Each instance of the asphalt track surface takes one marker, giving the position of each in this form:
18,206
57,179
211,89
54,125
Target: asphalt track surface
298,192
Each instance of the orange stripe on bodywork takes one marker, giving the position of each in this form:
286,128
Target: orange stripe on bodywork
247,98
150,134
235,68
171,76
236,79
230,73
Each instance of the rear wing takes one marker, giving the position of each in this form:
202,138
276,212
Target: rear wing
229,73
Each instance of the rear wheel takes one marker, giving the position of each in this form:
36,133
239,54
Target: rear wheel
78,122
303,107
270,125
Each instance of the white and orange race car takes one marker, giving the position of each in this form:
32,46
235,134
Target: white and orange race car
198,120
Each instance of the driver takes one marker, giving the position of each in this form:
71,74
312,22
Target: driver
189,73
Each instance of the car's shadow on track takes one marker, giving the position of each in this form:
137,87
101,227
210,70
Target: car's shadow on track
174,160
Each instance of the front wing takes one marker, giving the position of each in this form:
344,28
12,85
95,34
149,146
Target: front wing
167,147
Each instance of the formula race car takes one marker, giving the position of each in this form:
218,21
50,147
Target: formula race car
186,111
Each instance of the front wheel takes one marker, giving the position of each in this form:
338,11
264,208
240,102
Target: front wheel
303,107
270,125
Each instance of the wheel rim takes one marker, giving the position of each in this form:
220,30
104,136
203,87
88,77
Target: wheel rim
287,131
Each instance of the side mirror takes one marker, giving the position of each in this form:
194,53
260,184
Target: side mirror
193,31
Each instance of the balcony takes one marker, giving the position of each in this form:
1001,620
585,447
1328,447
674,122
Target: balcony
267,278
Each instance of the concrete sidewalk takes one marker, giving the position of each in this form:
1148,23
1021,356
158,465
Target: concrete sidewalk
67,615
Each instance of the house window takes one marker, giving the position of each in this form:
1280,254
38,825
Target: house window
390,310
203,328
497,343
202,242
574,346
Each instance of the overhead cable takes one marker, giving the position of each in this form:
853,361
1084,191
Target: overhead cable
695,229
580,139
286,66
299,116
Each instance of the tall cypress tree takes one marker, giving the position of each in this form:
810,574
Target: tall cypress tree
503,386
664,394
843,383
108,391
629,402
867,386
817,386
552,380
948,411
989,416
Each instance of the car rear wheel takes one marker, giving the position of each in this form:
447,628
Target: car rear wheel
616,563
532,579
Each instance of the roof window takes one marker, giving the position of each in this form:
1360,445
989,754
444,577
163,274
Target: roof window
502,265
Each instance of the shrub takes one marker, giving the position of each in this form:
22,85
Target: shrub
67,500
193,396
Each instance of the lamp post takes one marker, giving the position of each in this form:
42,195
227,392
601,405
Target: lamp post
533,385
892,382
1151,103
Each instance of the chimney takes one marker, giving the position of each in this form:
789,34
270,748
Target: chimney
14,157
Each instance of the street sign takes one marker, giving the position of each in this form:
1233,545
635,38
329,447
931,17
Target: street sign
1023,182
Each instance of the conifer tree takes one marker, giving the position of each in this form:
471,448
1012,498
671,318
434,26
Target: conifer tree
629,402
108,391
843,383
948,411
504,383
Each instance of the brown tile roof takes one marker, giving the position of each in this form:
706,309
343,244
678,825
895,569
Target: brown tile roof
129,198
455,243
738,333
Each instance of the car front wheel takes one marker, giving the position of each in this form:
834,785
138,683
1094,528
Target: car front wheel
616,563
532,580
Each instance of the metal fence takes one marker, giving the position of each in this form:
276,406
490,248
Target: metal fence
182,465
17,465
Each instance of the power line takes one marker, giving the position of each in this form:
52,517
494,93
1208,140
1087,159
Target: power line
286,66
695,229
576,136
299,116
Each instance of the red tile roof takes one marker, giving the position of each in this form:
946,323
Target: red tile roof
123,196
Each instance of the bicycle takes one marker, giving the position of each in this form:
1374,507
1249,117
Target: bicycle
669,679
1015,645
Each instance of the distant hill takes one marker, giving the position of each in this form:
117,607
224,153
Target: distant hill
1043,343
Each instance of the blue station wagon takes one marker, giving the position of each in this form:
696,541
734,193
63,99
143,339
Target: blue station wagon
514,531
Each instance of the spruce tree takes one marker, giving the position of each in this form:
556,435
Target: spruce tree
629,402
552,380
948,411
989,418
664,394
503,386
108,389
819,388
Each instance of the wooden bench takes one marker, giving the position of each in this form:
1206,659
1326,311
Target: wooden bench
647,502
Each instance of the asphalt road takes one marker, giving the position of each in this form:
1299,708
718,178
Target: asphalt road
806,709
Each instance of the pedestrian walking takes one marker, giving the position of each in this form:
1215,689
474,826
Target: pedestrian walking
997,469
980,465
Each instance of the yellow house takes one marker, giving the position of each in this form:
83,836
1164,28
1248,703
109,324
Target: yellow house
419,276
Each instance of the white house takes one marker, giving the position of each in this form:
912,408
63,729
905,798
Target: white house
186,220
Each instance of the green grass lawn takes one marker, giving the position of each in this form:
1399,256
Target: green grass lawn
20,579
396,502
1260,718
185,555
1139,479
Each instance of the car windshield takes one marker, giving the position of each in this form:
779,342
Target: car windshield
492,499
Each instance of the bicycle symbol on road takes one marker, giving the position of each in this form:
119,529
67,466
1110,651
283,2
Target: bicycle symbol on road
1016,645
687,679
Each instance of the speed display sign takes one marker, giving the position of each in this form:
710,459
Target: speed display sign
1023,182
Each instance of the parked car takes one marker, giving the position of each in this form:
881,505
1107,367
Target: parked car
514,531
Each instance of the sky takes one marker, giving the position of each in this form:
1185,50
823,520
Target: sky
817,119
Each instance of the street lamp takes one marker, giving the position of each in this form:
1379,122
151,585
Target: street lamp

(To do) Could you give all of the records above again, with "takes one marker" swapped for "gets one marker" and nothing else altered?

(Task result)
Each instance of the asphalt track surface gets one marker, giving the position of each in this form:
18,206
57,179
211,89
54,125
Target: asphalt track surface
298,192
Each instance of the orange stripe on bodywork gets one marker, giving the position of each in this form:
286,128
Target: orange stripe on bodywork
247,98
150,134
235,68
171,76
236,79
230,73
Each instance of the rear wing gets one marker, giving the position of each in this form:
202,138
276,212
Target: rear wing
229,73
Each instance of the rear wheel gets one marker, giving the position of each in this form:
36,133
239,54
Target: rear wheel
78,122
303,107
270,125
Each instance of the white and orange race car gets one marker, giving the position of each in this form:
32,46
235,134
Target: white and orange race car
198,120
Each instance of the driver gets one marker, giving the position of each in this form:
71,74
312,22
Target: driver
189,73
Each instance of the car's shadow on track gets one marker, giving the position of each in this form:
137,87
101,227
210,70
Target: car's shadow on track
174,160
Each instance of the front wing gets one marker, giving the position of each in this form:
344,28
12,85
95,34
149,146
Target: front wing
167,147
Each instance of the formula race car gets one marker, giving the position of each in this form:
218,21
50,147
Target: formula race car
186,111
Each instance of the front wheel gets one marker, giving the position of each in this form:
338,11
264,208
240,102
Target: front wheel
303,107
270,125
Each instance of the wheel rim gets one marker, giving the position of each in this form:
220,30
104,136
203,87
88,77
Target: wheel rim
287,131
Each instance of the side mirror gets one marker, giving the position of each in this form:
194,53
260,184
Target: side mirror
193,31
Each instance of the balcony gets one marker, giving the position of each in this form:
1001,620
585,447
1328,447
674,122
Target: balcony
267,278
Each instance of the concrete sidewalk gets one marker, giving the position of each in this form:
1148,23
1021,356
158,465
Target: concrete sidewalk
67,615
Each instance of the house window gets one marker, giving the position of each in this form:
1280,254
38,825
Target: house window
390,310
203,328
497,343
202,242
574,346
Each instance of the overhead cable gets one marker, giving the position of each in this form:
853,361
1084,191
Target: overhead cable
695,229
580,139
286,66
299,116
Each instance of the tall cypress tree gets one marker, giving the position of each in this form:
810,574
Target: tall cypress tree
503,386
664,394
843,383
108,391
629,402
867,386
817,386
552,380
948,411
989,416
Each instance of the car rear wheel gets one marker, giving the position of each in this form:
447,628
Target: car rear wheel
616,563
532,579
Each instance of the roof window gets one marker, giving the position of each in this form:
1360,445
989,754
444,577
163,274
Target: roof window
502,265
Each instance of the shrub gets one marker, giving the position of each in this form:
22,85
Target: shrub
67,500
193,396
Each instance of the lamp post gets one marker, giving the position of each in this form:
42,195
227,392
601,405
Target: lamp post
533,385
892,382
1151,103
Each instance of the chimney gets one marker, giving the position of each in this form:
789,34
270,748
Target: chimney
14,157
Each instance of the street sign gets one marker, giving the position of each in this form:
1233,545
635,38
329,447
931,17
Target: street sign
1023,182
Each instance of the conifer tree gets one marker, giving the position of each in this form:
471,448
1012,498
671,318
434,26
Target: conifer tree
629,402
108,391
843,383
948,411
504,383
Each instance of the brown tile roof gets one marker, giving the position of each in this form:
706,309
343,244
678,825
895,569
Target: brown tile roof
129,198
455,243
738,333
Each instance of the car front wheel gets one marker, giving the position of each in this form:
834,785
138,683
1094,528
Target: car front wheel
616,563
532,580
Each instance of the metal fence gets one marker, giving the position of each in this form:
276,406
490,248
Target: metal fence
182,465
17,465
Each instance of the power line gets one marker, giving the position of each in this form:
52,517
494,93
1208,140
1087,159
Target: power line
286,66
695,229
576,136
299,116
Each instance of the red tile roof gets one marker, giving the position of each in this form:
946,323
Target: red tile roof
123,196
Each instance of the bicycle gets one marker, giving the position of each in this form:
1374,507
1249,117
Target: bicycle
669,679
1015,645
Each instance of the distant hill gets one marker, giving the position of each in this form:
117,607
224,153
Target: distant hill
1043,343
Each instance of the blue station wagon gets one marker, giving the position of each in this form:
696,541
734,193
63,99
143,339
Target: blue station wagon
514,531
Each instance of the spruce tree gets one marker, giving the position of each in this form:
556,435
Target: spruce tree
629,402
552,380
948,411
989,418
664,394
503,386
108,389
819,388
Each instance of the wooden bench gets one marker, giving the position of each in this form:
1206,659
1326,311
Target: wooden bench
647,502
Each instance of the asphalt road gets one marker, giving the position of each in this form:
1299,708
718,178
Target: asphalt road
806,709
Each instance of the pedestrian walking gets one marker, giving the position of each in this form:
1215,689
474,826
Target: pedestrian walking
997,469
980,465
Each instance of the yellow house gets one marker, giving the position of each in this form:
83,836
1164,28
1248,703
109,324
Target: yellow house
419,276
Each instance of the white house gets one marker, giving the position of each in this form:
912,408
63,729
905,798
Target: white house
186,220
Each instance of the green grass lawn gets one marker, giving the position of each in this form:
1399,256
Target: green grass lawn
20,579
396,502
1260,718
185,555
1139,479
Each instance of the car windshield gets one marker, giving the position of each in this form:
779,342
Target: car windshield
492,499
Each instance of the bicycle symbol on road gets one marker, giving the position of each in this form:
119,529
67,466
1110,651
283,2
Target: bicycle symbol on road
1016,645
687,679
Each instance of the speed display sign gets one marker, giving the position of each in this form:
710,459
Target: speed display sign
1023,182
Each instance of the parked car gets one marker, giving the position of each in this form:
881,505
1107,367
Target: parked car
514,531
Each instance of the sky gets one marker, giving the position of each in this form:
1185,50
823,520
Target: sky
817,119
Each instance of the street lamp gets one marker, giving the position of each in this form:
1379,122
151,585
Target: street lamp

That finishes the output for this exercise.